» AIM 1
List every unclosed HTML tag that the excerpt on the bookmarks search index names as needing replacement.

» EXCERPTED TEXT
=-=-=-=-=
The steps preceding the actual index generation are required only if the Mozilla bookmarks file is used as the source of information. The index can be generated from any source — it is just a mapping of keywords to lists of unique IDs.

The Mozilla bookmarks file may contain some characters that cause the XML parser to fail. Because HTML allows unclosed tags such as <P>, <BR>, <HR>, and <DT>, these unclosed tags must be replaced by their XHTML equivalents — <p />, <br />, <hr />, and <dt />. As URLs may contain ampersands (&) as part of HTTP GET requests, they too must be converted to an XML entity equivalent, such as &#038;. A small Java class finds and replaces such troublemaking strings in the XML file before it is fed to the XML parser.

The steps described above constitute a simple information transformation pipeline. See SpecialCharactersFilter.java.

Search Engine Applet Implementation

Under the Hood

The ternary search tree is the heart of the applet. The index is deserialized from the file and loaded into memory in the applet's init() method. To navigate the tree (i.e., to query the index), the text content of the JTextField is used. It is wired to listen to keyPressed and keyReleased events using the addKeyListener(KeyListener) method. For every character pressed, the current position in the index moves deeper into the tree, provided the prefix exists.

To provide the auto-completion functionality, the JTextField is customized through inheritance. The AutoCompleteTextField has an anonymous inner class that extends the KeyAdapter to listen to keyPressed and keyReleased events. The AutoCompleteTextField uses an AutoCompleteDictionary to do a lookup(textFieldContents) of the typed text. The AutoCompleteDictionary is an interface, so that different implementations can be plugged in. The lookup(textFieldContents) method returns a string that is the auto-completion text suggested by the AutoCompleteDictionary. If the string is empty, textField remains unchanged, indicating that the search word does not exist. See AutoCompleteTextField.java, excerpted here:

protected void setUp()
{
    addKeyListener(new KeyAdapter()
    {
        public void keyPressed(KeyEvent e)
        {
            isTextSelected =
                getSelectionStart()
                    != getSelectionEnd();
        }
        
        public void keyReleased(KeyEvent e)
        {
            char charPressed = e.getKeyChar();
            int charCodePressed = e.getKeyCode();
            if (charCodePressed == KeyEvent.VK_DELETE
                || charPressed == KeyEvent.CHAR_UNDEFINED)
            {
                return;
            }
            if (getSelectionStart()
                != getSelectionEnd())
            {
                setText(
                    getText().substring(
                        0,
                        getSelectionStart()));
            }
            String input = getText();
            if (lookup(input) != null)
            {
                setText(lookup(input));
                setSelectionStart(input.length());
                setSelectionEnd(getText().length());
                isTextSelected = true;
            }
            else
            {
                isTextSelected = false;
            }
            if (charCodePressed
                == KeyEvent.VK_BACK_SPACE
                && isTextSelected
                && input.length() > 0)
            {
                setText(
                    input.substring(0, input.length()));
            }
        }
    });
}

Figure 7 shows the package structure of the applet.
=-=-=-=-=
» AIM 2
In the entries below, from the line with "Please spot the forearm" through the end of the entries, replace "acoustic guitar" with "classical guitar" and reproduce only those lines with everything else unchanged.

» RECORD EXCERPTS
=-=-=-=-=
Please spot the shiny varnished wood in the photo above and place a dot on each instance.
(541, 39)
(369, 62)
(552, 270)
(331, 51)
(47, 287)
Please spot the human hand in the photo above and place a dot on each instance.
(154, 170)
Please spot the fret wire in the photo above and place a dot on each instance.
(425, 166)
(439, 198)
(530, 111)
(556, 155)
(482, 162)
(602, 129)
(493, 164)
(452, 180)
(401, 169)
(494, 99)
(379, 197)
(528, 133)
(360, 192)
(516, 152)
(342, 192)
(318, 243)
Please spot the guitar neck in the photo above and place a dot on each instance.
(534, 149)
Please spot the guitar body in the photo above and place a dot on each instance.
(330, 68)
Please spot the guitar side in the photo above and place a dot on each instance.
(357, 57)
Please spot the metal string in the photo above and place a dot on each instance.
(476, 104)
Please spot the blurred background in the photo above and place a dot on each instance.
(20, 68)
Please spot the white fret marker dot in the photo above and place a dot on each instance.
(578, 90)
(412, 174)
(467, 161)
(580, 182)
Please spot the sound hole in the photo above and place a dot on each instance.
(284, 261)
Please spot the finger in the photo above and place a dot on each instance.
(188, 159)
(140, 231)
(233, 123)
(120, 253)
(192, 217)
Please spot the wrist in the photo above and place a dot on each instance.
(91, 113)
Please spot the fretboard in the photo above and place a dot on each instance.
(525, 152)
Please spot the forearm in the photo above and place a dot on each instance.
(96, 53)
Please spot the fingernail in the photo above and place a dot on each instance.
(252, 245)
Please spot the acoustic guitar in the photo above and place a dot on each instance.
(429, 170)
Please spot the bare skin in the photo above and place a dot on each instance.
=-=-=-=-=
» COMPLETE RESPONSE 1
<P>, <BR>, <HR>, <DT>

» COMPLETE RESPONSE 2
Please spot the forearm in the photo above and place a dot on each instance.
(96, 53)
Please spot the fingernail in the photo above and place a dot on each instance.
(252, 245)
Please spot the classical guitar in the photo above and place a dot on each instance.
(429, 170)
Please spot the bare skin in the photo above and place a dot on each instance.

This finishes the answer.